Listed entries:
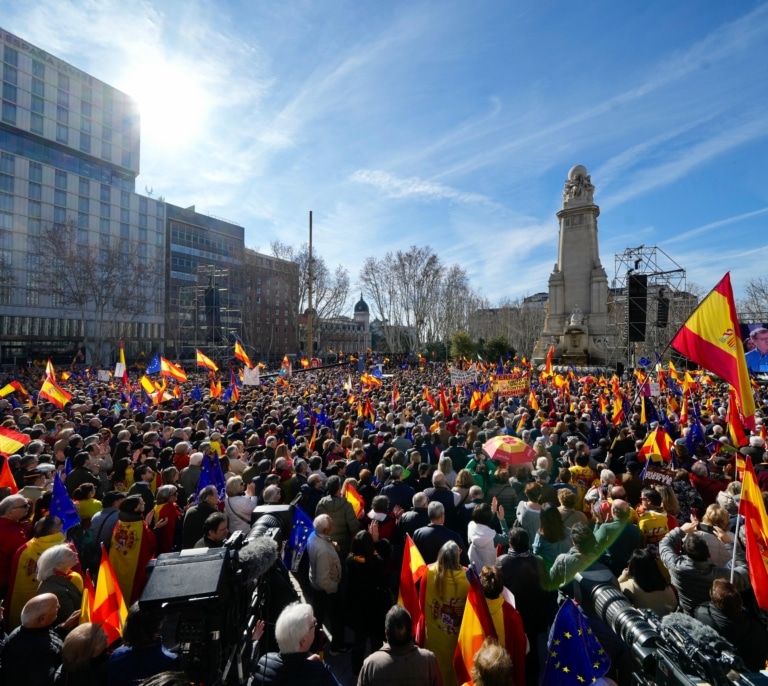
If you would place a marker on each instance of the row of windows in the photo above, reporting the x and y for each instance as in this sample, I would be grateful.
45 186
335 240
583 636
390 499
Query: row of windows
17 144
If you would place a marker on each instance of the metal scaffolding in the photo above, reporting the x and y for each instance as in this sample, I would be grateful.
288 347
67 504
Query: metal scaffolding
206 318
666 280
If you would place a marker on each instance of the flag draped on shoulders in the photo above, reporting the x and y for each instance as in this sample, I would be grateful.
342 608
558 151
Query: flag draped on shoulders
23 582
751 507
108 607
133 546
710 338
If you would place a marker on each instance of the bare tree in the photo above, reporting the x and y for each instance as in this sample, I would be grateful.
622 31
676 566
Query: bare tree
109 285
330 288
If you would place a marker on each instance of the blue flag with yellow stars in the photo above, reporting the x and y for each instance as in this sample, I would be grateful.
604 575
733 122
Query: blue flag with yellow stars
574 655
297 543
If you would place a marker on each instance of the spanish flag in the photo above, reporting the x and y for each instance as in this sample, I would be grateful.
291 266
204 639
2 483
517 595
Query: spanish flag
548 364
710 337
412 571
168 368
53 393
354 498
108 607
11 441
241 355
658 442
203 361
751 507
133 546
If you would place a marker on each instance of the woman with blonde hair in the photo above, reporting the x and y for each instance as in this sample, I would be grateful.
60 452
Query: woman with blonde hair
443 596
239 504
54 572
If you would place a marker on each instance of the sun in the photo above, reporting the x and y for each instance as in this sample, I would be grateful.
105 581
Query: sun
172 102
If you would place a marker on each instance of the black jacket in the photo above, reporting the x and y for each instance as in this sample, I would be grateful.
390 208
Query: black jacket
292 669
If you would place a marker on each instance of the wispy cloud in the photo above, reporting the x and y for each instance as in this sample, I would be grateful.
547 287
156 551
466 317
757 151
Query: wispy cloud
413 187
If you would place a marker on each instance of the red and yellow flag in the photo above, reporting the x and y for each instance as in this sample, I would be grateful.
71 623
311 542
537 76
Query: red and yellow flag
53 393
412 571
658 442
476 625
204 361
548 363
710 337
751 507
108 606
241 355
11 441
354 498
168 368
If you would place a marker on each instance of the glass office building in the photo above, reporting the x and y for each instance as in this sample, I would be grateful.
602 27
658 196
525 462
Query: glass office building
69 155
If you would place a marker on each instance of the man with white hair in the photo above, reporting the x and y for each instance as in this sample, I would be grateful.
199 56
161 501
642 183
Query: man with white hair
324 578
294 664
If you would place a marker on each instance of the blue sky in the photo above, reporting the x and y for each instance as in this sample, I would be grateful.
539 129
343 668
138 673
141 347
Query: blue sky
447 123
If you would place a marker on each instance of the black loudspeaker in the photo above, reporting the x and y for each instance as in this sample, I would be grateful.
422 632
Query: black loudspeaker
638 304
662 310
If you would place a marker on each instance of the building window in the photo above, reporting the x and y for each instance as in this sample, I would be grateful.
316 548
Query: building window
35 191
10 75
9 92
7 163
36 123
9 113
10 55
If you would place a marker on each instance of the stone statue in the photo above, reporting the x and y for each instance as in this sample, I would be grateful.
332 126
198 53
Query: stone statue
577 316
578 186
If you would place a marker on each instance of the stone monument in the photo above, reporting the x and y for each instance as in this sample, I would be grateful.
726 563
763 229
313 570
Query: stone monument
578 286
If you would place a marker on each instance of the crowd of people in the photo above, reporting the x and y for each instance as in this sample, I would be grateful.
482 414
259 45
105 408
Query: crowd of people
140 479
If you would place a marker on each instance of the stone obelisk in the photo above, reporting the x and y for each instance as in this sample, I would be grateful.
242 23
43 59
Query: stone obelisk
578 286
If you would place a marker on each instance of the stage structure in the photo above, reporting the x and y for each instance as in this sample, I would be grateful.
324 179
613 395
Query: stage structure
647 302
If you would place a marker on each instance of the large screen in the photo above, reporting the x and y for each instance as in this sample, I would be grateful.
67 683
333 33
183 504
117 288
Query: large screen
755 338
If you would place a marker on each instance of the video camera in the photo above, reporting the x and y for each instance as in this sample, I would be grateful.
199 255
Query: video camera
212 597
677 650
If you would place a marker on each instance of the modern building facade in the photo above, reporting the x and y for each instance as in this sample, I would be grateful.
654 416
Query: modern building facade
69 158
204 283
270 306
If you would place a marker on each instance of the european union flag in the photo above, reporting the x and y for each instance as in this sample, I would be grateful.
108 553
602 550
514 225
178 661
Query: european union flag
574 655
297 541
154 367
62 506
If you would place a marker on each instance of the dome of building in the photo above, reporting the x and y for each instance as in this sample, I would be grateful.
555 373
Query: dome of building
361 305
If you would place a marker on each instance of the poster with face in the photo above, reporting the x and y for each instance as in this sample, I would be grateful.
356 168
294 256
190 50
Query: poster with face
755 338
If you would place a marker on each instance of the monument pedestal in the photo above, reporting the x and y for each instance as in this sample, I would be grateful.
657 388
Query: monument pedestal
577 280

Exercise directions:
Write the entries out again word for word. Omit all pictures from them.

Exercise solution:
If you would place a marker on each instance of the row of windows in the photo above, reporting the x and y for each instance as in this sample, I would be grateful.
45 186
335 240
583 636
390 499
Query: row of windows
17 144
If you would place a marker on each instance of the metal scaffolding in the photo above, reporting the x and y for each instance as in this sample, I would be grateful.
288 347
67 504
Query: metal scaffolding
206 318
666 280
If you would place a marker on each instance of the flag draped on shoulders in the photo above, reporting the x and y for each instance as in this sample, I would be grateful.
342 608
558 151
Query: flag draped on shoulders
23 582
751 507
108 607
133 546
710 338
If you would place a marker on each instance of the bare tree in the photo above, reporting the x and y for each instance as in this sample, I would be grateful.
622 31
676 566
Query: bare tree
109 285
330 288
If you would place a marker on each instance of the blue flag with yellow stars in the photo above, reporting the x and y for each instance as in this sample, I would be grateful.
604 575
733 122
Query: blue flag with yellow stars
574 655
297 543
If you would place a marker on each instance of the spanish flag in the photo above, reporting the x and y for each instance as in this sample, I would be grateful.
291 266
204 639
2 483
517 595
Query: spanish flag
548 364
710 337
412 571
168 368
53 393
354 498
108 607
11 441
241 355
658 442
203 361
751 507
133 546
If you would place a marker on each instance of the woman with blonde hair in the photo above, reporting the x and y for each instance as in this sample, I would be grateful.
60 452
Query: woman with blonde hair
443 596
239 504
54 572
If you would place a marker on each instance of the sun in the photo above, reporting the x and y for each instance as in this sample, I would be grateful.
105 581
Query: sun
172 102
If you would place a marker on each instance of the black jacket in the photo above, reporting the x and y for each instance as in this sample, I would be grateful.
390 208
Query: black jacket
292 669
If you would place a marker on each instance of the wispy cloud in the photo above, reporting the x and y for each instance as in this sample, I would be grateful.
547 287
156 551
466 317
757 151
Query: wispy cloud
413 187
If you would place a marker on each instance of the red and yellow flag in the photo above, reporting the x and y for each instance as in this sample, I would be grateful.
71 623
311 542
537 76
Query: red and yellow flag
53 393
412 571
658 442
476 625
204 361
548 363
710 337
751 507
108 606
241 355
11 441
354 498
168 368
If you would place a marker on each instance of the glass office building in the photo above, reporting the x and y for each instance as in this sample, I would be grateful.
602 27
658 196
525 462
Query: glass office building
69 155
If you would place a marker on each instance of the man with white hair in the photo above, reporting the x and y for each instance as in this sample, I would be grateful.
199 56
161 501
642 183
Query: man with white hair
324 578
294 664
If you would place a marker on each instance of the blue sky in the photo above, reporting the x and y for each instance as in this sample, I would be grateful.
539 129
343 668
138 673
141 347
Query: blue sky
447 123
If you would place a marker on each instance of the black loudspeaker in the photo above, reporting the x and y for each instance as in this sample, I would be grateful.
422 632
Query: black loudspeaker
638 304
662 310
If you would place a marker on each instance of the building window in the photo above, reporting the x and y for each instance as in this sample, I would be grateful.
316 548
Query: building window
35 191
10 75
9 92
7 163
36 123
9 113
10 55
If you would place a marker on each instance of the stone statue in the photo above, reporting the x and y for each instance as in this sample, I would be grateful.
332 126
198 53
Query: stone statue
577 316
578 186
If you would place a marker on each instance of the stone monument in the photo above, reporting the x and y for each instance as in this sample, I would be grateful.
726 563
763 229
313 570
Query: stone monument
578 286
If you would place a marker on each instance of the crowd of people in the photo above, reporting the x and y for each instance as in this sample, I would be grateful.
482 414
259 45
105 408
Query: crowd of people
140 479
If you would place a marker on each instance of the stone obelisk in the photo above, reporting the x and y for each instance as in this sample, I would be grateful.
242 23
43 59
Query: stone obelisk
578 286
If you would place a marker on each instance of the stage structure in the photo above, reporting the x and y for each instance as in this sample, I would be grateful.
324 179
613 395
Query: stage structure
647 302
If you would place a marker on each instance of the large screen in the photo above, reporting the x and y for each instance as in this sample, I would be grateful.
67 683
333 33
183 504
117 288
Query: large screen
755 338
If you would place a marker on each instance of the video camera in the photo above, reporting the x and y for each instance as in this sample, I would be grateful.
199 255
Query: video camera
212 597
677 650
If you would place a marker on each instance of the modern building facade in the photo above, reporting the x and y for each instance as in this sample, I would be grateful.
654 416
Query: modern building facade
69 158
204 283
270 306
If you would place a marker on each instance of the european union flag in the photo above, reporting the x and y for each instance as in this sample, I would be grateful.
108 553
602 550
514 225
178 661
Query: european union flag
574 655
297 541
154 367
62 506
If you would place a marker on each instance of the dome of building in the photo above, reporting the x and y for each instance as in this sample, I would be grateful.
555 373
Query: dome of building
361 305
If you would place a marker on each instance of the poster with face in the photo above, reporting the x and y for each instance as in this sample, I would be grateful.
356 168
294 256
190 50
Query: poster with face
755 338
If you would place a marker on each instance of the monument pedestal in the photo above, reporting the x and y for each instance as in this sample, I would be grateful.
657 388
Query: monument pedestal
577 280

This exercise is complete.